**WORK TO DO:**
Count how many lines of the entries contain the string "black", with case counting, and reply with the number alone.

**PROVIDED RECORDS:**
------------------------------------------------------------

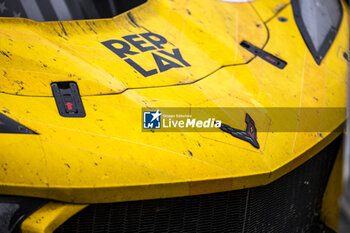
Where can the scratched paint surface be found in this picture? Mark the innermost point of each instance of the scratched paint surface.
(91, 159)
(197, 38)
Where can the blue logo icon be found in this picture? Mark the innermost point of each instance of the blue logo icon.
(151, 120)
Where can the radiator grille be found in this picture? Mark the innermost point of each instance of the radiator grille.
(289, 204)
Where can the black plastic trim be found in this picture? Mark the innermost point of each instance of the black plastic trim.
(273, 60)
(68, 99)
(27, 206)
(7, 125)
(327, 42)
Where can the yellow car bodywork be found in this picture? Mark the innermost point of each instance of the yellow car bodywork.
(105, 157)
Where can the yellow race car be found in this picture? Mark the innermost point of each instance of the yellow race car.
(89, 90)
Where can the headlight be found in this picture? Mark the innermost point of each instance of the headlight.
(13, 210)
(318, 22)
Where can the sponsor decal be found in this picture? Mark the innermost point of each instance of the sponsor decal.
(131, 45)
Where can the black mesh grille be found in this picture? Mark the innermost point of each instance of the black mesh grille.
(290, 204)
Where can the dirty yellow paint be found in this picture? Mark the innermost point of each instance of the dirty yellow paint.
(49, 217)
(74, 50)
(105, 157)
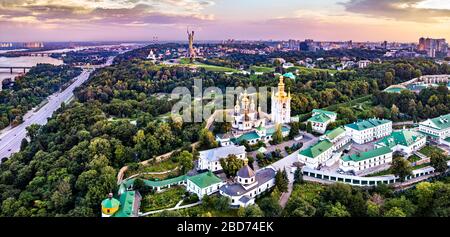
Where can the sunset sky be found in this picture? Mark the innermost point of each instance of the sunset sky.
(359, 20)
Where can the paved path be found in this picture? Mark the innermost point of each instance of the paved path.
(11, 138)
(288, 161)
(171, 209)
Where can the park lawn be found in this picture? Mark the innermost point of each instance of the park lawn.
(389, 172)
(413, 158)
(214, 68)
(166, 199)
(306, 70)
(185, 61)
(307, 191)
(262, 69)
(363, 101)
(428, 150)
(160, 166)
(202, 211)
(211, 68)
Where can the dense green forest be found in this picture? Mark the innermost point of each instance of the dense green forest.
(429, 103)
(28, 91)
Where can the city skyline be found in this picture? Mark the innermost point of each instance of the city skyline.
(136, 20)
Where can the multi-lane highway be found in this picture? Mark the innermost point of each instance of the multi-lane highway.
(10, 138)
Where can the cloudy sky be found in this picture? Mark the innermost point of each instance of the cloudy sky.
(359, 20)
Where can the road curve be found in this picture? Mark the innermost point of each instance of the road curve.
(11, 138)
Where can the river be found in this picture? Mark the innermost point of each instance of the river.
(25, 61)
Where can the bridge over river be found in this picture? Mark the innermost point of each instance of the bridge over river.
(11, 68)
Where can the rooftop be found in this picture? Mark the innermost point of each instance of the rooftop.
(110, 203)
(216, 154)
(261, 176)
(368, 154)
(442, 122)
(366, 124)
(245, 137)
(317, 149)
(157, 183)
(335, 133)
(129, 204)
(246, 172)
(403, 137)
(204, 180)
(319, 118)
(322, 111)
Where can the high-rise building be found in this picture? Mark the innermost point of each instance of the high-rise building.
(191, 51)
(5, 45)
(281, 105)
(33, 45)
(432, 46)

------------------------------------------------------------

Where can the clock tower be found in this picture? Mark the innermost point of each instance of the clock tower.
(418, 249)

------------------------------------------------------------

**WRITTEN SOLUTION:**
2